What is expected. All that should appear is the line containing "image in this photo, one line per instance." and the lines after it in the records below, each reproduced exactly.

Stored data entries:

===============

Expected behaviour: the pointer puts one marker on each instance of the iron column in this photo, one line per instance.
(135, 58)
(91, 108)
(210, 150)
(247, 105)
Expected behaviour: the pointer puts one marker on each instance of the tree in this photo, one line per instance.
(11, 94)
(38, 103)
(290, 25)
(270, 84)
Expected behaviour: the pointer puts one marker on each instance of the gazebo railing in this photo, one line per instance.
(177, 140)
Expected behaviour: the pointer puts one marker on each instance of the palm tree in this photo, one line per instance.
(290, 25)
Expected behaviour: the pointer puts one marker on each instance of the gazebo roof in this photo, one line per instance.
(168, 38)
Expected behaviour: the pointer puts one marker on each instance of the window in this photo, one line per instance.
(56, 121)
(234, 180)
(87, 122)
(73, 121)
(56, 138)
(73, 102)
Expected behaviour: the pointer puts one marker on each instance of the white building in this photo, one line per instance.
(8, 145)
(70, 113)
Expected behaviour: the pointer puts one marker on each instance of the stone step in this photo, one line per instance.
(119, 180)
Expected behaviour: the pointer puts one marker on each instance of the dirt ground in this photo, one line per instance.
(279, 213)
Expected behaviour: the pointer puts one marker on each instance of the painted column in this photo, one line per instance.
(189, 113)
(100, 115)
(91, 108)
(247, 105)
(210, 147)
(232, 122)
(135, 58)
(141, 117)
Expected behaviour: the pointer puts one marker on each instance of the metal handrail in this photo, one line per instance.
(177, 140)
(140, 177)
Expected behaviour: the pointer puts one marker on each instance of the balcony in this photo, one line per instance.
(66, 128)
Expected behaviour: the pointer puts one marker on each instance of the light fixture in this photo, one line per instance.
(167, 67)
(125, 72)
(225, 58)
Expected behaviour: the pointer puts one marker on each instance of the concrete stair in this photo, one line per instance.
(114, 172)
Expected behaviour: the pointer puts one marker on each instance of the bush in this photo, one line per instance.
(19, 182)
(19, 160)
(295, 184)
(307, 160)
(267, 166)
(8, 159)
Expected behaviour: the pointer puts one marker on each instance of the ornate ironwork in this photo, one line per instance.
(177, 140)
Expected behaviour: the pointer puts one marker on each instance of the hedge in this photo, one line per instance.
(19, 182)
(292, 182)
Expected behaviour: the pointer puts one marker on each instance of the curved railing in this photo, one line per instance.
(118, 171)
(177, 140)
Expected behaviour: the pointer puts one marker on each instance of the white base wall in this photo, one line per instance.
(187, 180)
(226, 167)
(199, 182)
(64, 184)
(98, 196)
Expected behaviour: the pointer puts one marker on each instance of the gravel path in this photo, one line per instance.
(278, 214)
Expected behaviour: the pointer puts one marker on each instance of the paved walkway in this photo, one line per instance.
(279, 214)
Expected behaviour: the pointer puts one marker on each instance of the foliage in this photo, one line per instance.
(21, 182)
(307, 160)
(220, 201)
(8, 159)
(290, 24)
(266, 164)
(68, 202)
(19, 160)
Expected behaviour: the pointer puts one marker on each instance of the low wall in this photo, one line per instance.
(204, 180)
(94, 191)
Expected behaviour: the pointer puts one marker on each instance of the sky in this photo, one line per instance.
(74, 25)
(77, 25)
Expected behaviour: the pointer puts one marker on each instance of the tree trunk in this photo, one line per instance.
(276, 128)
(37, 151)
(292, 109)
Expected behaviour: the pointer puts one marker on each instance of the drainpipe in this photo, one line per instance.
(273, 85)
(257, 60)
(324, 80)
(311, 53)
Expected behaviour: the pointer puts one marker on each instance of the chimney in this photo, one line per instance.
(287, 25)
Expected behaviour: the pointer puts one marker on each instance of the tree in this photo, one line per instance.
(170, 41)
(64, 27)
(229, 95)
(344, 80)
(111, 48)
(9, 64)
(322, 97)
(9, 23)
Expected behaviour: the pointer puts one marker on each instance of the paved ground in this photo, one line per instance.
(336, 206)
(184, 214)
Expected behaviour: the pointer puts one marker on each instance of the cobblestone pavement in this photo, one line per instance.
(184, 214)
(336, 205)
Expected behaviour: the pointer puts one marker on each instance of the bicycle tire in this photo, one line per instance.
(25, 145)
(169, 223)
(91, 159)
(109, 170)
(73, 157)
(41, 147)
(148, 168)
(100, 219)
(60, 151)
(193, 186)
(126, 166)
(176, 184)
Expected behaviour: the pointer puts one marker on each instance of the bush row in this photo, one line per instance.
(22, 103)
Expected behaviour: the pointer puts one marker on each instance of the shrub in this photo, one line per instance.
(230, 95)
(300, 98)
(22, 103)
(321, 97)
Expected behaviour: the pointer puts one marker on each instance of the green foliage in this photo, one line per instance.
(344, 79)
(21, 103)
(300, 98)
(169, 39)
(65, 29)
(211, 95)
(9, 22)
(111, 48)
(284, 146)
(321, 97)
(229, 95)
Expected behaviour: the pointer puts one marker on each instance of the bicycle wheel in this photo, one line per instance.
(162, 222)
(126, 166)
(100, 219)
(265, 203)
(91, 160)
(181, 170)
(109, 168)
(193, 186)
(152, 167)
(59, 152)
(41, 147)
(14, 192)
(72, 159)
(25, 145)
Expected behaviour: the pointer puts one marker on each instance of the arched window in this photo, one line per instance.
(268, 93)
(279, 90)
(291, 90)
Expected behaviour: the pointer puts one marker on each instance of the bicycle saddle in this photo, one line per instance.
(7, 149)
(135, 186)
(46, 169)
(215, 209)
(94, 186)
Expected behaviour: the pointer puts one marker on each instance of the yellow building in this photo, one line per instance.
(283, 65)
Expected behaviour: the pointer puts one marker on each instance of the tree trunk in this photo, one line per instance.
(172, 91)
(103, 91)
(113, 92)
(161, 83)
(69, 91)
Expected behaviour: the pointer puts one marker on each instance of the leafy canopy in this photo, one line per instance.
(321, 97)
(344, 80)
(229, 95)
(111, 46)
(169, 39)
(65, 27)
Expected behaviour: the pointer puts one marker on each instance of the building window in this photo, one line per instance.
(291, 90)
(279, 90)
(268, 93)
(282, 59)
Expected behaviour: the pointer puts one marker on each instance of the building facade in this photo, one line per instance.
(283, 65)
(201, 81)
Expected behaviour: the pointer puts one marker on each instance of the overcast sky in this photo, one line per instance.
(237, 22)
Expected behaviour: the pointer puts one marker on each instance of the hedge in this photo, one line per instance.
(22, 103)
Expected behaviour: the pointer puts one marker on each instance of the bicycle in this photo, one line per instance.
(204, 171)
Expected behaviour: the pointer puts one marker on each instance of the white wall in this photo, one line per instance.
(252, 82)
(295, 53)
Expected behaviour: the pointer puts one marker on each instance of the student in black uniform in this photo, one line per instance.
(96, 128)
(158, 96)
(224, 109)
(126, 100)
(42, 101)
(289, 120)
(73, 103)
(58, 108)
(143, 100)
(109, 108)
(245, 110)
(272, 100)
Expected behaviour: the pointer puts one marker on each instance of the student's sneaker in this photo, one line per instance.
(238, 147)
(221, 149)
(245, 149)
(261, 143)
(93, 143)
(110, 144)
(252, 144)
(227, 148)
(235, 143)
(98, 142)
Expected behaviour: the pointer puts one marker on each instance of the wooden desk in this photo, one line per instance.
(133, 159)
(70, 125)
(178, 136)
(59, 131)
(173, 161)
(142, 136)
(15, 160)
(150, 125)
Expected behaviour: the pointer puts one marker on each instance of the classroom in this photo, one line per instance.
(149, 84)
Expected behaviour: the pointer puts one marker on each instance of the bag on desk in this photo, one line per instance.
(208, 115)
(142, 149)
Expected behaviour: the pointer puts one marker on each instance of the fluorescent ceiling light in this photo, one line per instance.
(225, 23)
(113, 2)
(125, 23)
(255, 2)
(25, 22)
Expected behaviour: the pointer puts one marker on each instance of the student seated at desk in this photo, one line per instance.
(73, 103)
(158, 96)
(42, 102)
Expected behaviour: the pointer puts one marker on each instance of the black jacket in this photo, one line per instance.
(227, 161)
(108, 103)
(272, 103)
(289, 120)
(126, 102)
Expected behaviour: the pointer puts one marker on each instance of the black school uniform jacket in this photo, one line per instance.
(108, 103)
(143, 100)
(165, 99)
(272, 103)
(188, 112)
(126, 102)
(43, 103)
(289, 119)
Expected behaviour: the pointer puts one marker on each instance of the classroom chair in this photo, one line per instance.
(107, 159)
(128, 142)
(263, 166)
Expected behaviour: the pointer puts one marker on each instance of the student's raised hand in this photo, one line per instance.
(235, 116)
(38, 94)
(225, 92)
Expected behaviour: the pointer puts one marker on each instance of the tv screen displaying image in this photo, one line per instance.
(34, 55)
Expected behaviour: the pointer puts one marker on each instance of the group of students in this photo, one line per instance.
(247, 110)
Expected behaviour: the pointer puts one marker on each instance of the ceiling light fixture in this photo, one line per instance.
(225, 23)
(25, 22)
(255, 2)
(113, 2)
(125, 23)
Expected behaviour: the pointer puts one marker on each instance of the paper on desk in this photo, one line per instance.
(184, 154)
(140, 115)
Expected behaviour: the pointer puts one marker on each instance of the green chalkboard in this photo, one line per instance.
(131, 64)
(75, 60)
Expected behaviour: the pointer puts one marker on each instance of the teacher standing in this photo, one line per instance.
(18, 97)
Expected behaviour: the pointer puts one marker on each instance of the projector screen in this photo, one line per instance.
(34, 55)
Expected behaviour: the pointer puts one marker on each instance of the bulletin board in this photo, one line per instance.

===============

Finished exercise.
Expected behaviour: the pointer puts one marker on each instance of the tv screen displaying image in this photo, one line per instance.
(34, 55)
Expected behaviour: the pointer puts one marker on each instance of the group of students in this photo, one line per instance.
(247, 110)
Expected behaviour: the pointer puts one marker on each instance of the ceiling light fixture in this photo, one line per instance.
(225, 23)
(25, 22)
(255, 2)
(113, 2)
(125, 23)
Expected behaviour: the pointer puts one marker on each instance of the paper on desk in this photo, one line per instance.
(184, 154)
(140, 115)
Expected behaviour: the pointer puts one marker on each instance of the green chalkboard in this photo, one line per instance.
(131, 64)
(75, 60)
Expected behaviour: the pointer puts one marker on each instance of the teacher standing in this photo, one line per instance.
(18, 97)
Expected behaviour: the pointer puts one marker on each instance of the projector screen in this photo, one line per instance.
(34, 55)
Expected behaviour: the pointer puts one marker on each instance of the bulletin board in this photo, one line per instance.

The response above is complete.